▶ _TASK DESCRIPTION_:
Transcribe the records below exactly.

▶ _DATASET ENTRIES_:
=-=-=

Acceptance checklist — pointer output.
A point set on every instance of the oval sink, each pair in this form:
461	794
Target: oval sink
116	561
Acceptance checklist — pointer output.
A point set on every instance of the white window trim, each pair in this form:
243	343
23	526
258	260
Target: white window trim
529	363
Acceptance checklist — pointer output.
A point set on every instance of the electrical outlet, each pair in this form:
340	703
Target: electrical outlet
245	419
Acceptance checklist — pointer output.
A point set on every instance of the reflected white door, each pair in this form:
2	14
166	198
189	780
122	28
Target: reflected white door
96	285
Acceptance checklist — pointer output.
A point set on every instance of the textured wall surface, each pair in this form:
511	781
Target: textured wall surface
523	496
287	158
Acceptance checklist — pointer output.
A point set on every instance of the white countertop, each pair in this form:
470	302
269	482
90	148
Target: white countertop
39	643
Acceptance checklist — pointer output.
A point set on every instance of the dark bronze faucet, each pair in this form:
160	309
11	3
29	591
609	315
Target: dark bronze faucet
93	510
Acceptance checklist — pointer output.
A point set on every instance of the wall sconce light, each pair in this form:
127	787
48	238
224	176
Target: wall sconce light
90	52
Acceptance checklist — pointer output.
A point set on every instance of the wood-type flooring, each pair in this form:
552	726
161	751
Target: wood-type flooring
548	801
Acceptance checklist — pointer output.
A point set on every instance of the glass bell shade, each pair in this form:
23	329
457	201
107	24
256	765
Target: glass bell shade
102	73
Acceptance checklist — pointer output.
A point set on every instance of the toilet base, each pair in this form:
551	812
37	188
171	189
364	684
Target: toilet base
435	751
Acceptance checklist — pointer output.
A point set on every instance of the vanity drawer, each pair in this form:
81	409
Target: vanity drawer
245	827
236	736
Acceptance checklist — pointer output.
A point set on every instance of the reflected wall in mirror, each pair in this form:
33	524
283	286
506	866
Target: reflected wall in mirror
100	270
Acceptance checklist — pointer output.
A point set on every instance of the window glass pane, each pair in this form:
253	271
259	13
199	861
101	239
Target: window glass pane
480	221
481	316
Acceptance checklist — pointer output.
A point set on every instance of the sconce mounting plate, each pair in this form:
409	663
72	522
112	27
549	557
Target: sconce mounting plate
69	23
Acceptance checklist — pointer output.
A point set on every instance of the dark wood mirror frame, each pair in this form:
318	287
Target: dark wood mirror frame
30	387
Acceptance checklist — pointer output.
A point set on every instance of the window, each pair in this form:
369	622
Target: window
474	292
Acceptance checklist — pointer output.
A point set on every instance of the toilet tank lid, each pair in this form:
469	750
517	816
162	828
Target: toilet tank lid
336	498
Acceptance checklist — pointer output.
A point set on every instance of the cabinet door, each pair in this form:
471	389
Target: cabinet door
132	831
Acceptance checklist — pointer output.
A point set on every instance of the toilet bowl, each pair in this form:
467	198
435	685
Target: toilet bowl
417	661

=-=-=

▶ _COMPLETE ANSWER_:
Acceptance checklist — pointer output.
A point set on every instance of the oval sink, each pair in this form:
461	794
Target: oval sink
116	561
Acceptance checklist — pointer output.
A point set on every instance of the white window trim, each pair in this form:
243	343
23	526
258	260
Target: white window trim
529	363
Acceptance checklist — pointer output.
A point set on every instance of the electrical outlet, each pair in this form:
340	703
Target: electrical outlet
245	419
Acceptance checklist — pointer output.
A point set on every instance of the reflected white door, each pair in this form:
2	14
166	198
189	780
122	28
Target: reflected white door
96	285
Acceptance checklist — pointer output.
A point set on every instance of the textured wall surface, each pair in this form:
511	781
Target: textured wall surface
523	496
287	158
Acceptance checklist — pointer output.
A point set on every instance of the white countertop, each pair in this form:
470	302
269	482
90	148
Target: white countertop
39	643
Acceptance checklist — pointer output.
A point set on every instance of the dark bronze faucet, each pair in this form:
160	309
11	3
29	591
609	315
Target: dark bronze faucet
93	510
Acceptance checklist — pointer output.
A point set on every instance of the wall sconce light, each pair in this form:
127	787
48	238
224	176
Target: wall sconce light
90	52
Acceptance checklist — pointer output.
A point set on every instance of the wood-type flooring, each pair in this form:
552	726
161	751
Target: wood-type flooring
548	801
Acceptance checklist — pointer output.
A point set on every instance of the glass bell shade, each pair in this form:
23	329
457	201
107	24
256	765
Target: glass bell shade
102	73
Acceptance checklist — pointer output.
A point set on every instance of the toilet base, each pair in this form:
551	812
37	188
171	189
364	684
Target: toilet base
435	751
Acceptance checklist — pointer output.
A point set on every instance of the vanity drawer, each pair in this form:
81	409
Target: vanity drawer
245	827
236	736
Acceptance checklist — pointer output.
A point set on every instance of the reflected wall in mirror, each pair in this form:
33	524
283	286
506	866
Target: reflected wall in mirror
100	270
Acceptance checklist — pointer output.
A point set on every instance of the window glass pane, each pair in this form:
253	271
259	13
199	861
101	239
Target: window glass pane
480	221
481	316
Acceptance checklist — pointer output.
A point set on every instance of the sconce mounting plate, each pair in this form:
409	663
72	522
112	27
549	557
Target: sconce mounting plate
69	23
Acceptance checklist — pointer output.
A point set on every instance of the dark wood mirror frame, each pair in this form:
318	287
Target: dark wood mirror frame
30	387
Acceptance checklist — pointer output.
A point set on every instance of the window, each pair in this form:
369	622
Target: window
474	292
Acceptance checklist — pointer output.
A point set on every instance of the toilet tank lid, each pair in this form:
469	750
517	816
162	828
Target: toilet tank lid
336	498
Acceptance checklist — pointer output.
A point set on every instance of the cabinet door, each pair in this form:
471	389
Target: cabinet door
132	831
Acceptance checklist — pointer output.
A point set on every instance of the toilet bowl, each pair in this form:
467	198
435	685
Target: toilet bowl
417	661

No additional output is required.